### [Supplied passage]
»»

Revenue was stable at £54.1m (2020 H1: £54.3m) · Gross Margin improved to 30.9% (2020 H1: 25.6%)· Adjusted EBITDA increased by 36.6% to £6.3m (2020 H1: £4.6m) · Profit before Tax was £1.4m (2020 H1 £0.4m)
Adjusted Profit Before Tax increased to £3.5m (2020 H1: £1.8m) · Adjusted Diluted earnings per share doubled to 10.0p (2020 H1: 5.1p) · Cash inflow from operating activities was £1.1m (2020 H1: £2.1m outflow)· Net Debt (pre IFRS16) increased slightly to £7.8m (31 May 2020: £7.4m) · Dividend to be reinstated at Full Year (2020 H1: suspended)
“Avingtrans continues to make good progress during the pandemic and has proven to be resilient. Following our PIE strategy, both Booth Industries and Energy Steel are continuing to improve since acquisition and the potentially transformational deal with Magnetica (post period end) is an exciting prospect for the medical division. The period result shows improving profits against flat revenues, once more demonstrating our agility, even in adversity. Although we face new challenges, we will also keep converting opportunities and we remain confident about our outlook in both the Energy and Medical sectors.”
Proactis Holdings 48.5p £46.3m (LON:PHD)
The business spend management solution provider, is pleased to announce that it has signed a 3-year contract with an oil and gas services business in North America. This contract win represents a strategically important milestone for the Company, being the first new customer in North America to sign up under the Group’s new go-to market strategy. The customer, which provides coil tubing needs to oil drilling companies across six locations in North America, has selected Proactis to deliver its sourcing and supplier management requirements.
As announced previously, the Group adopted a new go-to market strategy for each of its US, France and Germany territories designed to replicate that of the UK and the Netherlands. This contract builds upon the contracts signed in France and Germany.
Conroy Gold and Natural Resources 36p £11.6m (LON:CGNR)
The gold exploration and development company focused on Ireland and Finland announced encouraging results from a ground geophysical survey, including defining similar structural features that are known to host gold mineralisation. The survey was conducted by Golder Associates over the Cargalisgorran part of the Company’s Clay Lake gold target.

««

### [Dataset excerpts]
»»

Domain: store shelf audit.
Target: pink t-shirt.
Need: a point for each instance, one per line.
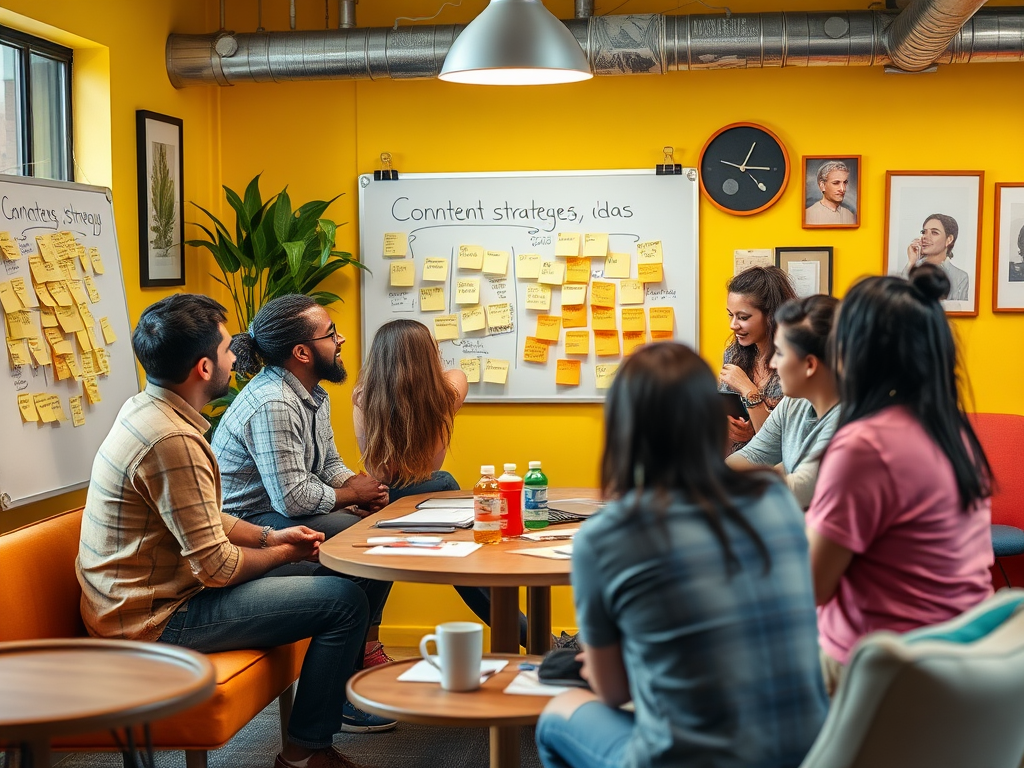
(887, 493)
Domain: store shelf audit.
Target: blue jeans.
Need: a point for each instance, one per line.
(265, 612)
(594, 737)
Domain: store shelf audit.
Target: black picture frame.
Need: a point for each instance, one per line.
(161, 199)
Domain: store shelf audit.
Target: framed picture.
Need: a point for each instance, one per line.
(935, 216)
(808, 267)
(832, 192)
(1008, 281)
(161, 200)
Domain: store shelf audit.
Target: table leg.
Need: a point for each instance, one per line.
(539, 620)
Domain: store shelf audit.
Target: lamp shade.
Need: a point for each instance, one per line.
(515, 42)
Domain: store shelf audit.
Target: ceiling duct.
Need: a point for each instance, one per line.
(625, 45)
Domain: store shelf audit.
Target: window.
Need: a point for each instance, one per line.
(35, 123)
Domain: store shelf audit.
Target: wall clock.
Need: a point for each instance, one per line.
(743, 169)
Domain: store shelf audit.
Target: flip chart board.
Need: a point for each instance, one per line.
(538, 285)
(70, 364)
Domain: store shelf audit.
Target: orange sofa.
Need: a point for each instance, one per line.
(40, 599)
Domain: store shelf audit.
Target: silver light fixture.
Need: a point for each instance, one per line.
(515, 42)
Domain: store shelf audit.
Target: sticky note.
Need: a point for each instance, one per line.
(432, 299)
(548, 327)
(604, 374)
(649, 252)
(577, 342)
(602, 294)
(650, 272)
(567, 373)
(402, 273)
(28, 408)
(470, 257)
(434, 269)
(567, 244)
(471, 367)
(496, 372)
(527, 265)
(616, 265)
(595, 244)
(467, 291)
(552, 272)
(446, 327)
(496, 262)
(662, 317)
(473, 320)
(535, 350)
(539, 297)
(634, 318)
(631, 292)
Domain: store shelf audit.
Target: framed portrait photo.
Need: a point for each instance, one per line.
(935, 216)
(1008, 281)
(809, 268)
(161, 200)
(832, 192)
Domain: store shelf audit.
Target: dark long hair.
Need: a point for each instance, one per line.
(893, 345)
(665, 430)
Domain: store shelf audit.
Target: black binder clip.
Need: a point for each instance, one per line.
(669, 168)
(386, 173)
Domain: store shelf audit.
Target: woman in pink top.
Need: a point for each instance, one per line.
(899, 524)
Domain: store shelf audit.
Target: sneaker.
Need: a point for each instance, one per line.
(376, 656)
(355, 720)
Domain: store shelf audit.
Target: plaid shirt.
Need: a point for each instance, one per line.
(275, 449)
(153, 532)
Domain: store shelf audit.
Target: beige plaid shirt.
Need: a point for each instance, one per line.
(153, 534)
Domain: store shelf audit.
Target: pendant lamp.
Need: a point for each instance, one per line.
(515, 42)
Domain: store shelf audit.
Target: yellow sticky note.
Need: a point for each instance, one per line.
(471, 367)
(552, 272)
(631, 292)
(470, 257)
(548, 327)
(605, 374)
(28, 408)
(467, 291)
(434, 269)
(634, 318)
(496, 262)
(527, 265)
(402, 273)
(432, 299)
(616, 265)
(578, 269)
(577, 342)
(446, 327)
(496, 372)
(649, 252)
(602, 294)
(473, 320)
(567, 373)
(662, 317)
(539, 297)
(77, 412)
(567, 244)
(535, 350)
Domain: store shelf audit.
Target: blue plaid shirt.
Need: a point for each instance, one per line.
(275, 449)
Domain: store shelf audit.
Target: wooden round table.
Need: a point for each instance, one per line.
(377, 689)
(60, 687)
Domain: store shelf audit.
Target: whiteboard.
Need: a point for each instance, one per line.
(40, 460)
(523, 213)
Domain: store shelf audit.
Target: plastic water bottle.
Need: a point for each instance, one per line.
(510, 485)
(488, 508)
(535, 501)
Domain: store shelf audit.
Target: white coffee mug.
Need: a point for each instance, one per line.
(460, 648)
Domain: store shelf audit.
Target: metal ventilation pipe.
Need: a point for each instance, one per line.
(614, 45)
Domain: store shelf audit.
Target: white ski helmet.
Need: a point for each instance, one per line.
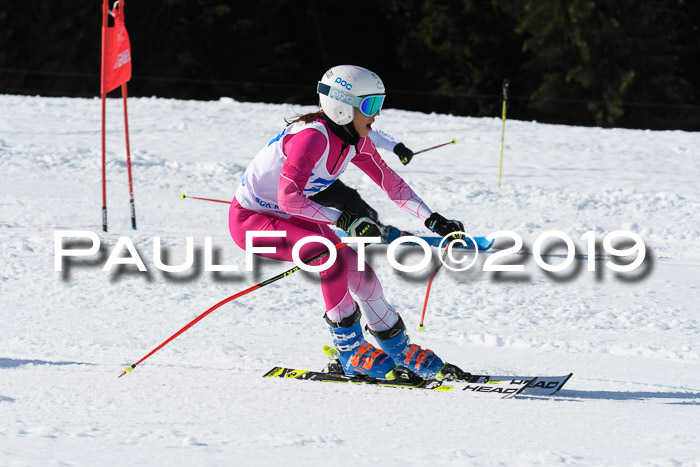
(345, 88)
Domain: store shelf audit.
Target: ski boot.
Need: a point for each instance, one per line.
(423, 362)
(357, 356)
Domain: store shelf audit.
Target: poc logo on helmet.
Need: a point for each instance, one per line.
(339, 95)
(343, 83)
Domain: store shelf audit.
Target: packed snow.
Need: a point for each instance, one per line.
(630, 339)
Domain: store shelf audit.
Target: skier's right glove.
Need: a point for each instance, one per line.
(443, 227)
(405, 154)
(357, 226)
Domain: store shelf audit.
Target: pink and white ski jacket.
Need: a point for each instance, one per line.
(303, 160)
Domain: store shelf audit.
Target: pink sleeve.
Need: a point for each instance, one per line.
(370, 162)
(303, 150)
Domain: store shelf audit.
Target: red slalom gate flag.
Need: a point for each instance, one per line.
(116, 55)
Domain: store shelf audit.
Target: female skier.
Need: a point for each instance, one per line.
(307, 156)
(340, 196)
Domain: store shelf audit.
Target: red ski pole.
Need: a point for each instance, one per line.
(452, 141)
(130, 368)
(182, 196)
(421, 326)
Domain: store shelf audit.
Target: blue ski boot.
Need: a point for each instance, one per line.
(357, 356)
(396, 344)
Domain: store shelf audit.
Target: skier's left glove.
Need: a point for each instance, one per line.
(357, 226)
(443, 227)
(405, 154)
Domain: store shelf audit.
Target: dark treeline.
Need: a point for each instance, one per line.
(622, 63)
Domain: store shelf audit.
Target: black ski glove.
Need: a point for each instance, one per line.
(357, 226)
(443, 227)
(405, 154)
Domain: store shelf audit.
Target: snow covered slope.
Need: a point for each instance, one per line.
(631, 340)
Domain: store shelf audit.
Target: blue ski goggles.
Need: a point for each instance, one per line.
(368, 105)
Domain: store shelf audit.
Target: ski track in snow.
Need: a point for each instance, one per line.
(630, 340)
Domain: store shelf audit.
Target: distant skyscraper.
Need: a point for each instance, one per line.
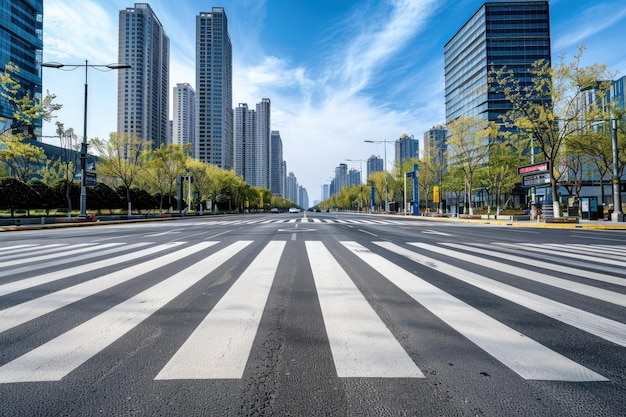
(374, 164)
(292, 188)
(407, 147)
(263, 133)
(511, 33)
(435, 143)
(341, 177)
(184, 123)
(276, 161)
(214, 89)
(354, 177)
(21, 42)
(143, 90)
(243, 149)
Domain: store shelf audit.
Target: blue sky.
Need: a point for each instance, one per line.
(338, 72)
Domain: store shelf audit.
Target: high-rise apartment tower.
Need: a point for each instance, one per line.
(184, 122)
(143, 90)
(511, 33)
(214, 121)
(21, 42)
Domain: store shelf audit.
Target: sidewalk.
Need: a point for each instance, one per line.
(582, 224)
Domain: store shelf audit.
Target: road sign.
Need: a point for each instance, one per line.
(535, 180)
(534, 168)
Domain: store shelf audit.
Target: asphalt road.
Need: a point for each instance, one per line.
(316, 315)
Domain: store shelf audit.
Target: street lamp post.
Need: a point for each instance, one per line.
(83, 147)
(360, 161)
(384, 170)
(617, 203)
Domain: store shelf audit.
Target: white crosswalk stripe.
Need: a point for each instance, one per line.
(526, 357)
(220, 346)
(361, 343)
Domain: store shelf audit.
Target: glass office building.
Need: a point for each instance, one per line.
(511, 33)
(21, 42)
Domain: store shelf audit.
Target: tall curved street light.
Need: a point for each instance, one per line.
(83, 148)
(384, 170)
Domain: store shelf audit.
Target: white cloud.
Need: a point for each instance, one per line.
(79, 31)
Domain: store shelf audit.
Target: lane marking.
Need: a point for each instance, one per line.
(220, 346)
(102, 251)
(361, 343)
(524, 356)
(602, 327)
(30, 310)
(541, 264)
(564, 284)
(55, 359)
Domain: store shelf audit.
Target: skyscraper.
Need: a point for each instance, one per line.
(184, 123)
(21, 42)
(214, 122)
(435, 144)
(406, 147)
(143, 90)
(244, 137)
(341, 177)
(511, 33)
(263, 132)
(374, 164)
(276, 161)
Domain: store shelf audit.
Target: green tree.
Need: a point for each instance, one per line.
(122, 160)
(164, 166)
(549, 107)
(468, 147)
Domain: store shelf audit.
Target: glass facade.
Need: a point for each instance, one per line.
(21, 42)
(143, 90)
(511, 34)
(214, 124)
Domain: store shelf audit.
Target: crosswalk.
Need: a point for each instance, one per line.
(360, 340)
(307, 220)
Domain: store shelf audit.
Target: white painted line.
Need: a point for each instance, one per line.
(543, 265)
(526, 357)
(24, 284)
(361, 344)
(564, 284)
(60, 356)
(51, 251)
(20, 248)
(552, 251)
(220, 346)
(607, 329)
(62, 260)
(30, 310)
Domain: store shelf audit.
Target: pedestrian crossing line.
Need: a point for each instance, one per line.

««

### [Task 1]
Copy the company news passage, beginning at the words "Adjusted Profit Before" and stopping after "(2020 H1: suspended)", and substitute "Net Borrowings" for "Net Debt".
### [Task 2]
Resume the company news passage, writing on from its final sentence.
The records have no connection to the company news passage.

### [Exercise answer 1]
Adjusted Profit Before Tax increased to £3.5m (2020 H1: £1.8m) · Adjusted Diluted earnings per share doubled to 10.0p (2020 H1: 5.1p) · Cash inflow from operating activities was £1.1m (2020 H1: £2.1m outflow)· Net Borrowings (pre IFRS16) increased slightly to £7.8m (31 May 2020: £7.4m) · Dividend to be reinstated at Full Year (2020 H1: suspended)

### [Exercise answer 2]
The reinterpretation of the geology using the new geophysical data has had a transformative impact on understanding the subsurface geology and gold mineralisation at the Cargalisgorran target. The interpretation highlights details of the gold mineralisation trend and newly discovered parallel structures upgrading the discovery potential for additional gold mineralisation.
The Cargalisgorran part of the Clay Lake gold target has already generated significant results from drilling (6.6 metres at 6.2 g/ t Au) and trenching (12 metres at 2.2 g/t Au).
The value of such geophysical data in relation to drilling has been demonstrated on the Derryhennet part of the Clay Lake gold target, where the data indicated a geological feature which, on subsequent drilling, yielded a c. 100 metre drill intersection grading 0.6 g/t Au – which the Directors believe is one of the longest publicly recorded gold drill intersections in Britain or Ireland.
The specialist in the design, integration and support of advanced security and surveillance systems, announces that following a competitive tender process, it has received a letter of intent to enter into a multi-million pound contract for a large innovative, cloud-based surveillance control system to be installed in London commencing later this year. The precise scope and terms of the contract are currently being finalised and a further announcement will be made in due course.